BEGIN DATASET
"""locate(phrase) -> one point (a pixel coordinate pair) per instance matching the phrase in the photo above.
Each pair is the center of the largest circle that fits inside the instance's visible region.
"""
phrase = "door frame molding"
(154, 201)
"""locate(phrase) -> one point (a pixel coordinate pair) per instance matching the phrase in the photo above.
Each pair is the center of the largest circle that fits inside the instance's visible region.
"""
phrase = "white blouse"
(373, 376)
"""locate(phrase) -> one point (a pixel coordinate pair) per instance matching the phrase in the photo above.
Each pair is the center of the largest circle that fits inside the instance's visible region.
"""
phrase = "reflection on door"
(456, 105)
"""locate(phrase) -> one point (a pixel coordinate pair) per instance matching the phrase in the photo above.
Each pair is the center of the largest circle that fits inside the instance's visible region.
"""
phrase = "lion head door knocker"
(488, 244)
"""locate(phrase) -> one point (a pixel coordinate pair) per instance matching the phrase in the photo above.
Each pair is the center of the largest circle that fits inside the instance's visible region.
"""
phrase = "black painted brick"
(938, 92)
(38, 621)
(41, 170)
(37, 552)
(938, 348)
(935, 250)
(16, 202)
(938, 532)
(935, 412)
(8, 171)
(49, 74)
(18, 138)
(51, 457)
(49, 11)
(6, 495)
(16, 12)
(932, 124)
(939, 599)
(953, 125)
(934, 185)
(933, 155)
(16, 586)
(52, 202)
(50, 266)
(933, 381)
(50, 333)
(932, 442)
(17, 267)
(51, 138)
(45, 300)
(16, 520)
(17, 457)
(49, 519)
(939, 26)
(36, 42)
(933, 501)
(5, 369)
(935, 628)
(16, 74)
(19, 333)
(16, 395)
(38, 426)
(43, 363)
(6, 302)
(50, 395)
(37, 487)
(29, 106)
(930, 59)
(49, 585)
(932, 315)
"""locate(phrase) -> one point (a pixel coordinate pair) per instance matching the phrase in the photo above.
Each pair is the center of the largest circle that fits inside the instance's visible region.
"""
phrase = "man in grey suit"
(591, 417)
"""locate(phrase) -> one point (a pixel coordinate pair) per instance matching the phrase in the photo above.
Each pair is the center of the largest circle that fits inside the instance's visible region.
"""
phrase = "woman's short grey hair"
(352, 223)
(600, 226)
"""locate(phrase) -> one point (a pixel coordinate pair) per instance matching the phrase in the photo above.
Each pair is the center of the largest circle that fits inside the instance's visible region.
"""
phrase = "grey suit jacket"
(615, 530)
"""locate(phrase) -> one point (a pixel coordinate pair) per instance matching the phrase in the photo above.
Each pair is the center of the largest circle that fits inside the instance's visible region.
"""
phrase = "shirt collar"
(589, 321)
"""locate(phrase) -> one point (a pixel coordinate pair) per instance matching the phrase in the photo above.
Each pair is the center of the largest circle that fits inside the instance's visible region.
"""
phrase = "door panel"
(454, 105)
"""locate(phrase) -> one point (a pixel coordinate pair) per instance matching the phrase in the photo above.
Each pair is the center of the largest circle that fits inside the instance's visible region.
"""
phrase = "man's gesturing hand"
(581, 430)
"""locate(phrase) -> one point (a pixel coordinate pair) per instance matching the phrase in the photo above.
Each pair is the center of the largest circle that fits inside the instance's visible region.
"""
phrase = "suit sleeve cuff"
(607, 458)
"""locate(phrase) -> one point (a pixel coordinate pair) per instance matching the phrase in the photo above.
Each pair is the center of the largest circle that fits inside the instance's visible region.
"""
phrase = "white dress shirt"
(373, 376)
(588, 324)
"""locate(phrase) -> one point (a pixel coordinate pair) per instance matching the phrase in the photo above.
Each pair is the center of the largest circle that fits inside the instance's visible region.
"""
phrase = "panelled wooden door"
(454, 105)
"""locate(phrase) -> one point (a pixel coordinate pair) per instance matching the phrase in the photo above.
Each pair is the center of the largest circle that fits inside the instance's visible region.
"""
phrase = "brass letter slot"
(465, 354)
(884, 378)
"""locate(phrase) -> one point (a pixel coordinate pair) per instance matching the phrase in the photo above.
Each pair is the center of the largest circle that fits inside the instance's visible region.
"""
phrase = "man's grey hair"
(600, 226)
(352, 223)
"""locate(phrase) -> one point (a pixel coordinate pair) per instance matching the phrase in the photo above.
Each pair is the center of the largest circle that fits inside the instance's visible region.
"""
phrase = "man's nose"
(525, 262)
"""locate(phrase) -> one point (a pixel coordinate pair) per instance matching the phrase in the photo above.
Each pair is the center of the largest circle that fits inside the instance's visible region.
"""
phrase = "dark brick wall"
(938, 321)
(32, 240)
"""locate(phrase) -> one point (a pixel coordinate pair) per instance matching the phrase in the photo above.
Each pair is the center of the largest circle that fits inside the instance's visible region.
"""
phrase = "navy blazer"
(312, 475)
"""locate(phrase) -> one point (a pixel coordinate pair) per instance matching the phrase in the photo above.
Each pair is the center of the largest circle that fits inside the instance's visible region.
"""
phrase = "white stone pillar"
END DATASET
YOUR INSTRUCTIONS -
Each record above must be transcribed exactly, and none may be skipped.

OUTPUT FOR THIS TASK -
"""locate(phrase) -> one point (a pixel coordinate pair) per instance matching the phrase in the photo above.
Each pair is the center of the largest circle that fits inside the instance's visible region.
"""
phrase = "door frame molding"
(154, 201)
"""locate(phrase) -> one point (a pixel coordinate pair) per instance matching the phrase in the photo above.
Each pair is the center of the largest circle that fits inside the instance's visible region.
"""
phrase = "white blouse"
(373, 376)
"""locate(phrase) -> one point (a pixel coordinate pair) per instance matching the phrase in the photo above.
Each pair is the center of the largest circle that fits inside the instance's visible region.
"""
phrase = "reflection on door"
(456, 105)
"""locate(phrase) -> one point (a pixel coordinate pair) per instance matching the phrase in the photo above.
Each pair is the center of the largest circle that fits inside the instance's visible region.
"""
phrase = "lion head door knocker"
(488, 244)
"""locate(phrase) -> one point (a pixel coordinate pair) per instance matching the phrase in the photo above.
Each pair is the center of the largest circle that fits inside the instance's visible region.
"""
phrase = "black painted brick"
(938, 92)
(38, 621)
(41, 170)
(37, 552)
(938, 348)
(935, 250)
(16, 202)
(938, 532)
(935, 412)
(8, 171)
(49, 74)
(18, 138)
(51, 457)
(49, 11)
(6, 495)
(16, 12)
(932, 124)
(939, 599)
(953, 125)
(934, 185)
(933, 155)
(16, 586)
(52, 202)
(50, 266)
(933, 381)
(50, 333)
(932, 442)
(17, 267)
(51, 138)
(45, 300)
(16, 520)
(17, 457)
(49, 519)
(939, 26)
(36, 42)
(933, 501)
(5, 369)
(935, 628)
(16, 74)
(19, 333)
(16, 395)
(38, 426)
(43, 363)
(6, 302)
(50, 395)
(37, 487)
(29, 106)
(930, 59)
(49, 585)
(932, 315)
"""locate(phrase) -> one point (a pixel coordinate pair) per instance matching the phrase in the photo above.
Each pair is the center of the largest circle that fits inside the instance's visible region.
"""
phrase = "man in grey suit"
(591, 417)
"""locate(phrase) -> one point (a pixel coordinate pair) per instance matching the phrase in the photo above.
Each pair is the center of the largest circle that fits inside the instance's visible region.
"""
phrase = "woman's short grey hair"
(352, 223)
(600, 226)
"""locate(phrase) -> one point (a pixel coordinate pair) per instance matching the phrase in the photo above.
Each pair is the center of the largest circle that fits inside the instance's visible region.
"""
phrase = "grey suit jacket"
(615, 530)
"""locate(phrase) -> one point (a pixel coordinate pair) per instance matching the phrase in the photo above.
Each pair is the center of the largest circle that fits inside the instance's visible region.
"""
phrase = "shirt collar"
(589, 321)
"""locate(phrase) -> one point (a pixel coordinate pair) per instance matching the phrase in the photo above.
Each pair is the center of the largest circle that fits inside the instance's visible region.
"""
phrase = "door panel"
(454, 105)
"""locate(phrase) -> one point (a pixel coordinate pair) per instance matching the phrase in the photo above.
Each pair is the center of the largest circle that fits inside the instance's visible region.
"""
phrase = "man's gesturing hand"
(581, 430)
"""locate(phrase) -> one point (a pixel coordinate pair) per instance matching the phrase in the photo above.
Each pair is the center of the largest circle that fits inside the instance's visible region.
"""
phrase = "suit sleeve cuff"
(607, 458)
"""locate(phrase) -> one point (a pixel coordinate pair) per instance matching the phrase in the photo above.
Each pair is the center of the largest circle that fits inside the instance's visible region.
"""
phrase = "white dress shirt"
(373, 376)
(588, 324)
"""locate(phrase) -> one point (a pixel coordinate pair) per instance matching the phrase in the photo above.
Each pair is the center of the largest circle that fits inside the instance's visible region.
"""
phrase = "panelled wooden door"
(454, 105)
"""locate(phrase) -> one point (a pixel coordinate pair) per instance matching the phrase in the photo above.
Each pair is the center of the largest circle that fits inside the instance's visible region.
"""
phrase = "brass letter slot"
(465, 354)
(884, 378)
"""locate(phrase) -> one point (a pixel coordinate pair) per instance matching the phrase in the photo above.
Each pair is the center of the largest circle that fits inside the instance's visible region.
"""
phrase = "man's grey hair"
(600, 226)
(352, 223)
"""locate(phrase) -> one point (a pixel coordinate pair) per instance matching the phrase in the photo above.
Each pair is the center of the largest circle that fits inside the instance's visible region.
"""
phrase = "man's nose"
(525, 262)
"""locate(phrase) -> one point (a pixel coordinate pair) per instance matching the phrase in the photo above.
Each pair is the center of the largest circle that fits inside the instance's visible region.
"""
phrase = "dark brick wall"
(938, 321)
(32, 240)
"""locate(phrase) -> one point (a pixel coordinate pair) per instance matching the phrase in the photo above.
Each pair is the center of the largest circle that fits inside the instance's visible region.
"""
phrase = "navy blazer"
(312, 475)
"""locate(phrase) -> one point (a pixel coordinate pair) per instance matching the phrase in the photo above.
Each pair is the center of the largest circle that fits inside the instance's visible region.
"""
phrase = "white stone pillar"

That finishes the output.